For each line below with the word "story", write out a copy.

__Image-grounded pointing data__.

* * * * * * * * *

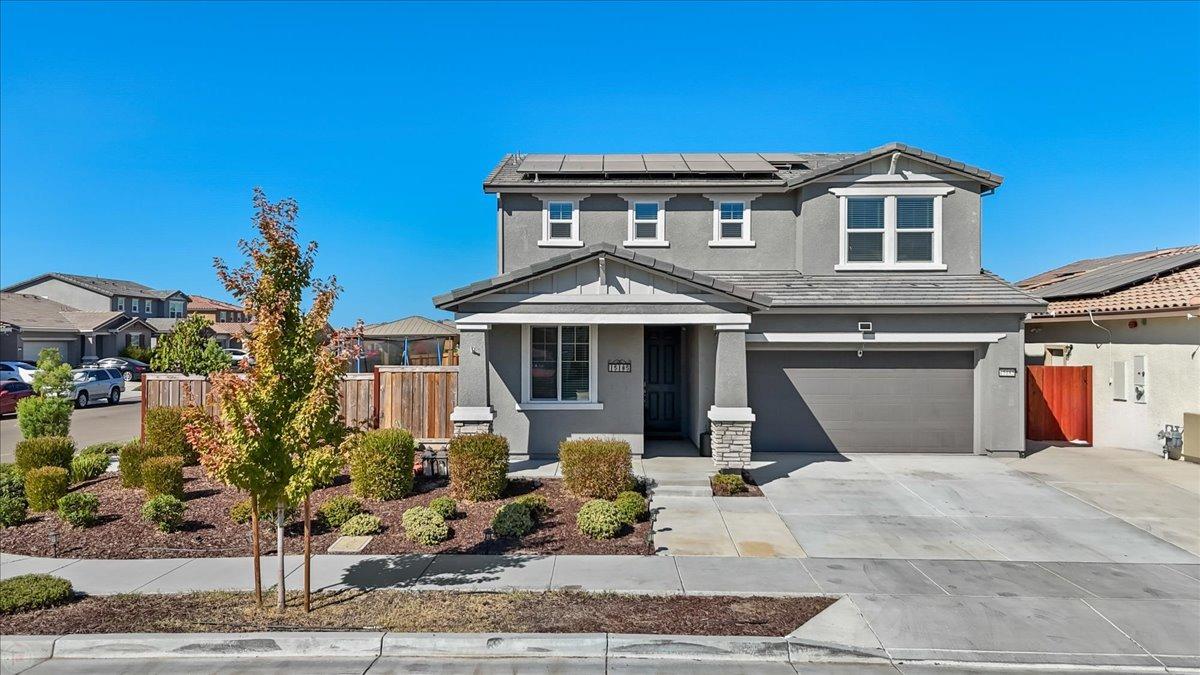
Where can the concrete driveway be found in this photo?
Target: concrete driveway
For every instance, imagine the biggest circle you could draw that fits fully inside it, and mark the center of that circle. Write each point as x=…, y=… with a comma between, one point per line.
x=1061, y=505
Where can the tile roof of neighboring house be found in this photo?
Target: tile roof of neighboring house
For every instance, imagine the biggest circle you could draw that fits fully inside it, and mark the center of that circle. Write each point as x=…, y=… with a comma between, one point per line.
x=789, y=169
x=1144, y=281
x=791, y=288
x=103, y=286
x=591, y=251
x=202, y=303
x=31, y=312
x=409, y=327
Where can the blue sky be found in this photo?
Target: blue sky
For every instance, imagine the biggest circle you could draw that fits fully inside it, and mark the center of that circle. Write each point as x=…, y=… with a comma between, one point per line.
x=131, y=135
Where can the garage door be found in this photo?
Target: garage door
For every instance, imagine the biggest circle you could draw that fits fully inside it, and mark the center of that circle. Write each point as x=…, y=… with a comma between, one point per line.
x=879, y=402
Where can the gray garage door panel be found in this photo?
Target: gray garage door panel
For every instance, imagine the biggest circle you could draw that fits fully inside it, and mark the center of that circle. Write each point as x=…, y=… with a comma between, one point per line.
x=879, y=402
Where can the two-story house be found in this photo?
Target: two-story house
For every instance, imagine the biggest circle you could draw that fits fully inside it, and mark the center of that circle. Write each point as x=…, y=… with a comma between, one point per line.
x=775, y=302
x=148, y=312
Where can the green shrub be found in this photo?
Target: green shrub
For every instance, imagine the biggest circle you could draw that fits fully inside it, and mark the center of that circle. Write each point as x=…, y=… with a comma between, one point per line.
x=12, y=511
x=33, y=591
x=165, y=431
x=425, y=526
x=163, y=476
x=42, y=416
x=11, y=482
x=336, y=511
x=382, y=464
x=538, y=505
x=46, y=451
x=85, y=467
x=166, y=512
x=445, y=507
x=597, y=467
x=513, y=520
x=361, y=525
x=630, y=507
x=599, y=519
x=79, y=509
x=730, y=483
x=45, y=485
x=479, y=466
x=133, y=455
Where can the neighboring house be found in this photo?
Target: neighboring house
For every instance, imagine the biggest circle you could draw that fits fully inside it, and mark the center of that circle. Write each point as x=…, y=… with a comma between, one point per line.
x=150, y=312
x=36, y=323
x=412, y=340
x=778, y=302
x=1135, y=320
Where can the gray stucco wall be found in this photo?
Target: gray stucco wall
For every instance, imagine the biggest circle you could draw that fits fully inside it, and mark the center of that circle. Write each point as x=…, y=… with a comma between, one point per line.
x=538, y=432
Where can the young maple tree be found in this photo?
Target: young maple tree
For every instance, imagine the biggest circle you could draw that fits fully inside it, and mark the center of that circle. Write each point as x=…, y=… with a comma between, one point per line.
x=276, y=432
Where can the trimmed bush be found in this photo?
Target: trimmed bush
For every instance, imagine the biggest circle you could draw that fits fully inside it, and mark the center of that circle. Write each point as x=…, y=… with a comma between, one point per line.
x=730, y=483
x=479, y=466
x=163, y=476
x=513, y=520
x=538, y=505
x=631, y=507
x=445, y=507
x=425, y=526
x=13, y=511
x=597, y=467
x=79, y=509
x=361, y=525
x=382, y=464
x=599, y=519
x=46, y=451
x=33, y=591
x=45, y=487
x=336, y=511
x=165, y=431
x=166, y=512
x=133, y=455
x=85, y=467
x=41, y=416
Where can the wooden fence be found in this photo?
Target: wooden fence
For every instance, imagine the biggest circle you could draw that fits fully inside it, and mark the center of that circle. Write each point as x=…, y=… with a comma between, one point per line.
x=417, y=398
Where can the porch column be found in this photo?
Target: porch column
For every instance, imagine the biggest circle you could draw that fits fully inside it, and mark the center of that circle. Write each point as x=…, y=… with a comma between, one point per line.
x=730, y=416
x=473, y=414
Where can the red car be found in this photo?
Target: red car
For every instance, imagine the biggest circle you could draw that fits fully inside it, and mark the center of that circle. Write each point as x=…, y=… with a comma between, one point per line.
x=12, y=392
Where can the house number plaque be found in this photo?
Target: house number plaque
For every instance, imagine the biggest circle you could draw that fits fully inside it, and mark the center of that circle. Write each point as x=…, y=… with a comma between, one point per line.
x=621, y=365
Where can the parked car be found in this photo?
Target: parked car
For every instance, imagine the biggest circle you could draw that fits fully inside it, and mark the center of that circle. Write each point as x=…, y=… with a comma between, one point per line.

* * * * * * * * *

__Written solution__.
Where can the two-story house be found in this photo?
Target: two-story house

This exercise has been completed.